Start Text excerpt

Would I buy one? No. Not unless the seat position can be changed to suit tall fat blokes like me!

The Marauder has actually given me the taste to try other custom-styled bikes, so if any other manufacturers want to lend me one, I'm in the phone book!

NB. All pics were taken by me on the Scotland trip.

Roadtest - Suzuki TU250X

(Originally written and published on the old Geocities hosted SOC website in 1997)

With the UK Government thinking of ways to force commuters onto public transport on the one hand, soaking the motorist with the other hand - road tolls, commuting into City tolls, increased in Vehicle Excise Duty on top of another hike in petrol tax, the motorcycle couldn't be better placed to provide personal transport when you want it, in a more 'environmentally friendly' way.

So when I was offered the latest addition to the Suzuki commuter range, the TU250X, I was actually quite looking forward to trying a bike that might fit the bill for the beleaguered commuter of the future.

During my trips to Spain this Spring, I saw quite a few TU's on the streets in Murcia. Although not as popular as the Yamaha SR250, there were significantly more than you'd see in any UK town.

End Text excerpt
Start Dataset content

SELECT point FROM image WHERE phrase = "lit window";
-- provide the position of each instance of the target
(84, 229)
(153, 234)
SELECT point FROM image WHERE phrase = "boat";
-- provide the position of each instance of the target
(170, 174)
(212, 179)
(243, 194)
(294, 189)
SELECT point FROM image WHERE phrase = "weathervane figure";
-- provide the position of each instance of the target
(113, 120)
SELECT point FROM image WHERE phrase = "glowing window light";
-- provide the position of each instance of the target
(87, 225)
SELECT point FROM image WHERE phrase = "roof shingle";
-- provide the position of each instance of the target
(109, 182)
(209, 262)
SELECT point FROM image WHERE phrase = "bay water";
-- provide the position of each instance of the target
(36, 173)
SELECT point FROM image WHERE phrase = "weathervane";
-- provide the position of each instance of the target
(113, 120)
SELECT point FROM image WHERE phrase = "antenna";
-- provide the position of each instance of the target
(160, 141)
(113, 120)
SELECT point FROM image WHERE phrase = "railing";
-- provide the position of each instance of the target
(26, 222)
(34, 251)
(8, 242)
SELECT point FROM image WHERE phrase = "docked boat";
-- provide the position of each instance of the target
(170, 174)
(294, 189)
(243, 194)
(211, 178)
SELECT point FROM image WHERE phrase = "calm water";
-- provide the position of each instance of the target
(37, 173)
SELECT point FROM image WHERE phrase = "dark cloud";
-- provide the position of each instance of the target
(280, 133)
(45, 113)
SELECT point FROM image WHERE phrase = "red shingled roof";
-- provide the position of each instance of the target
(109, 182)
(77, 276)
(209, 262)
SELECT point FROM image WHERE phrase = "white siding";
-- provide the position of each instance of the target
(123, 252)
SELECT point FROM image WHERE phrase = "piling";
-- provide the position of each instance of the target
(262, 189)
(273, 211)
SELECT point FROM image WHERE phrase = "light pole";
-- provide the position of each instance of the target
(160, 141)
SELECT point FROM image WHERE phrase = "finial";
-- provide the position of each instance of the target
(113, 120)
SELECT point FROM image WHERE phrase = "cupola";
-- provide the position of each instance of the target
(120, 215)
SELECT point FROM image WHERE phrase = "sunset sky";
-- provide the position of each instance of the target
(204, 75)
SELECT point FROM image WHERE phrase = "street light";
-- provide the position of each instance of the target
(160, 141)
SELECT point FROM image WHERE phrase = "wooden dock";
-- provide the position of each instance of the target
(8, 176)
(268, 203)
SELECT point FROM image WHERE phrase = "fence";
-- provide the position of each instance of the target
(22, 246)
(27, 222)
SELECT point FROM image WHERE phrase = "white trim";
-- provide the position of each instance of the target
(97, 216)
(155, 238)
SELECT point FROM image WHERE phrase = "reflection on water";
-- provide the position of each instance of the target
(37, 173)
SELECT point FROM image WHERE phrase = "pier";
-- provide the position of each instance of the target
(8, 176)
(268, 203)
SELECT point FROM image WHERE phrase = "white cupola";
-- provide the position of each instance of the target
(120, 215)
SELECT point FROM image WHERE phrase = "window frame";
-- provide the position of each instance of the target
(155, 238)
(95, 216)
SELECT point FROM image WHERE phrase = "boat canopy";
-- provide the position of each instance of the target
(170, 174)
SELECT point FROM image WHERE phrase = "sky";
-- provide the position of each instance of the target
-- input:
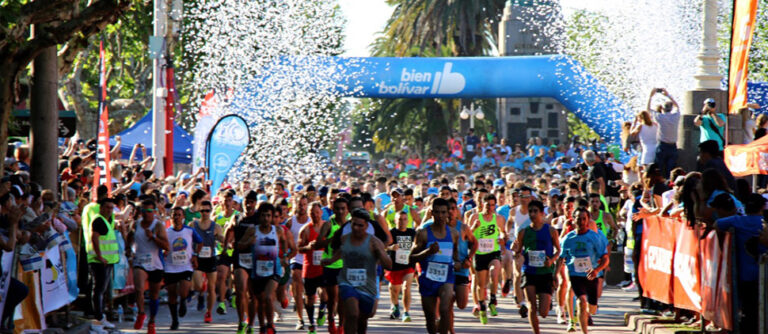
(365, 18)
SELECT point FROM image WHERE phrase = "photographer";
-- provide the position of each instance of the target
(711, 124)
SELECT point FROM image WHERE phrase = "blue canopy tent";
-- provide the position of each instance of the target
(141, 132)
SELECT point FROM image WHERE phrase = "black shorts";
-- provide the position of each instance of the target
(483, 261)
(173, 278)
(259, 284)
(542, 283)
(460, 280)
(311, 285)
(223, 259)
(154, 276)
(330, 276)
(582, 286)
(207, 265)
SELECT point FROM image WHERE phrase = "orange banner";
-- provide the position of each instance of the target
(655, 268)
(686, 283)
(744, 13)
(749, 159)
(710, 264)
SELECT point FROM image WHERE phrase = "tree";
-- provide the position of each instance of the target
(60, 22)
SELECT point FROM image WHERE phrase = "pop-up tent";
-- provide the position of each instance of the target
(141, 132)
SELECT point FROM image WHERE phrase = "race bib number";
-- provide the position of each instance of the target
(536, 258)
(206, 252)
(317, 256)
(246, 261)
(485, 246)
(265, 268)
(437, 272)
(401, 256)
(356, 277)
(144, 260)
(179, 258)
(582, 264)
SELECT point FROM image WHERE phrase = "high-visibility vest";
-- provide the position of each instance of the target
(107, 244)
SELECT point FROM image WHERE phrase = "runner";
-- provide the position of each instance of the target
(150, 239)
(206, 263)
(490, 231)
(435, 248)
(401, 275)
(264, 241)
(580, 250)
(180, 261)
(242, 262)
(539, 245)
(331, 271)
(312, 270)
(361, 252)
(299, 219)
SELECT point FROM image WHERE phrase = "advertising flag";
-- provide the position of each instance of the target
(226, 142)
(744, 15)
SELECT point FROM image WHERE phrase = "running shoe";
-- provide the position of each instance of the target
(571, 327)
(321, 318)
(476, 312)
(200, 302)
(139, 321)
(523, 311)
(505, 288)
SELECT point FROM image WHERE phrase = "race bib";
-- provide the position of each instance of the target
(206, 252)
(401, 256)
(437, 272)
(356, 277)
(179, 258)
(246, 260)
(265, 268)
(485, 246)
(144, 260)
(317, 256)
(536, 258)
(582, 264)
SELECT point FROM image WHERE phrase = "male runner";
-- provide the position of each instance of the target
(539, 245)
(206, 263)
(180, 261)
(361, 252)
(149, 239)
(435, 248)
(584, 252)
(401, 275)
(490, 231)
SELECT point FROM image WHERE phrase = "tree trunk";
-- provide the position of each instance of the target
(44, 120)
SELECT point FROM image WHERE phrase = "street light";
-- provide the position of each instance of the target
(467, 113)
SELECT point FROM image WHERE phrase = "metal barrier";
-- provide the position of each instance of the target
(763, 290)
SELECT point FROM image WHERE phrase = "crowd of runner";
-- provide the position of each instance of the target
(541, 235)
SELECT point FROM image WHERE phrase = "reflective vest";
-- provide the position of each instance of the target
(107, 244)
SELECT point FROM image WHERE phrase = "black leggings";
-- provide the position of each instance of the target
(17, 291)
(102, 276)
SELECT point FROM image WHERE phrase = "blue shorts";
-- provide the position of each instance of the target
(364, 302)
(430, 288)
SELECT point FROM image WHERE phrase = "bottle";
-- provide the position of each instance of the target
(120, 313)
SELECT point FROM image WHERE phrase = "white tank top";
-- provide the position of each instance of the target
(295, 229)
(146, 253)
(179, 259)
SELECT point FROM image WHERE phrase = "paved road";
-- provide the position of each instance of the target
(609, 319)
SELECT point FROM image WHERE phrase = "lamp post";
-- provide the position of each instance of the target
(468, 113)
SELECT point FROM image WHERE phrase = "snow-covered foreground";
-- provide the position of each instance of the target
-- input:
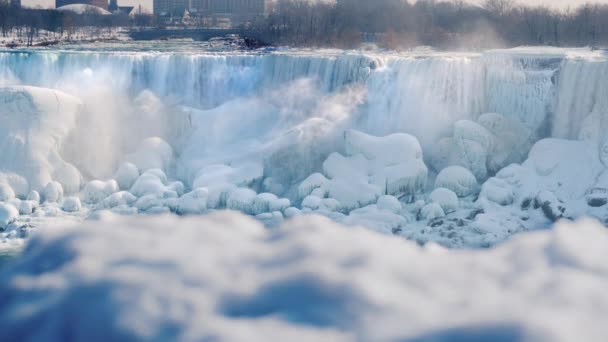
(226, 277)
(460, 149)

End Dataset content

Tasks to perform
**1.** In the Suzuki TU250X road test, list every charge or tax increase used to soak the motorist.
**2.** Resume the Suzuki TU250X road test after its final sentence, keeping the same first-person voice.

Expected results
**1.**
- Road tolls
- Commuting into City tolls
- Increased Vehicle Excise Duty
- Another hike in petrol tax

**2.**
The Mediterranean weather is far more attractive for people to consider biking. Most of the city centres in Spain are old and not suitable for traffic, and parking can be a nightmare. So small bikes come into their own. With the UK Government starting to see the commuter motorist as a source of revenue for the Treasury, small bikes might be the way to go. Unfortunately, the first step was somewhat backward, when Gordon Brown, the Chancellor of the Exchequer, actually raised VED on this capacity of small bike. Even Homer Simpson could have done a better job than that.

So what about the TU250 makes it so popular in Spain? Essentially it is a GN250 in new clothes. The engine, frame and running gear are the same as the custom styled stable mate. What we have here is a 249cc sohc, air-cooled single cylinder motor, the same as the GN250. Suzuki's paperwork, which came with the bike, made no hp claims. I would reckon that it's probably around 20bhp at most. The 'bars are lower and the seating position is far more comfortable for larger and taller riders.

The model I had was officially Warm Silver Metallic, but it looked more grey than silver. The other two colours are Candy President Maroon and Candy Teal Blueish Green. Both of these were very evident in the Spanish market. At 125kg it is very light and a seat height of 29.5 ins. makes it ideal for shorter riders as well.

The 12-litre tank and seat unit are very different to the GN. The tank is quite bulbous and the overall styling is supposed to reflect the bikes of the Sixties. The legend 'Super Classic' on the side panel is supposed to confirm this. The seat is actually a tan colour rather than the usual black. The front section is removable and underneath you'll find a small tray for small items such as a disc lock. I couldn't fit my cable-lock in it though. The handbook and a European Suzuki dealer list is cleverly hidden under the rear seat in a small plastic 'cigar-case' style box cum folder. A novel idea.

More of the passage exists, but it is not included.